Page excerpt:
* * * *

EWING v. UNITED STATES EX REL. FOWLER CAR COMPANY.
Mandamus; Discretion; Patents; Interference.
1. The finding of an interference is a matter confided to the discretion of the Commissioner of Patents. (Citing United States ex rel. Trussed Concrete Steel Co. v. Ewing, 42 App. D. C. 179.)
2. Where official or judicial discretion is reposed in an executive or judicial officer, the exercise of that discretion cannot be controlled by mandamus. The remedy, however, may be invoked to compel the officer to act.
3. Where the Commissioner of Patents advised an applicant for a patent that there was pending another application containing substantially the same invention and required him to set forth the dates of his conception, disclosure, and reduction to practice, in order to determine whether it was necessary to declare an interference, and, when he had done so, wrote him that the dates of his invention were subsequent to the filing date of an undisclosed applicant and refused to declare an interference, — it was held that mandamus would lie to compel the Commissioner to declare an interference, as it was apparent that one existed between the two applicants, and that being the case the Commissioner had no right under the statutes to refuse to declare one.

* * * *

Given information:
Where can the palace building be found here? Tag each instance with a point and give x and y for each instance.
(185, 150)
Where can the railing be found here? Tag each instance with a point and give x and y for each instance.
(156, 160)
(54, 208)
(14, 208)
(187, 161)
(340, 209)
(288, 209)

* * * *

Problem description: Return the passage of the patent case summary from "EWING v. UNITED" up to and including "D. C. 179.)", word for word. The records have nothing to do with this.

Solution to this problem:
EWING v. UNITED STATES EX REL. FOWLER CAR COMPANY.
Mandamus; Discretion; Patents; Interference.
1. The finding of an interference is a matter confided to the discretion of the Commissioner of Patents. (Citing United States ex rel. Trussed Concrete Steel Co. v. Ewing, 42 App. D. C. 179.)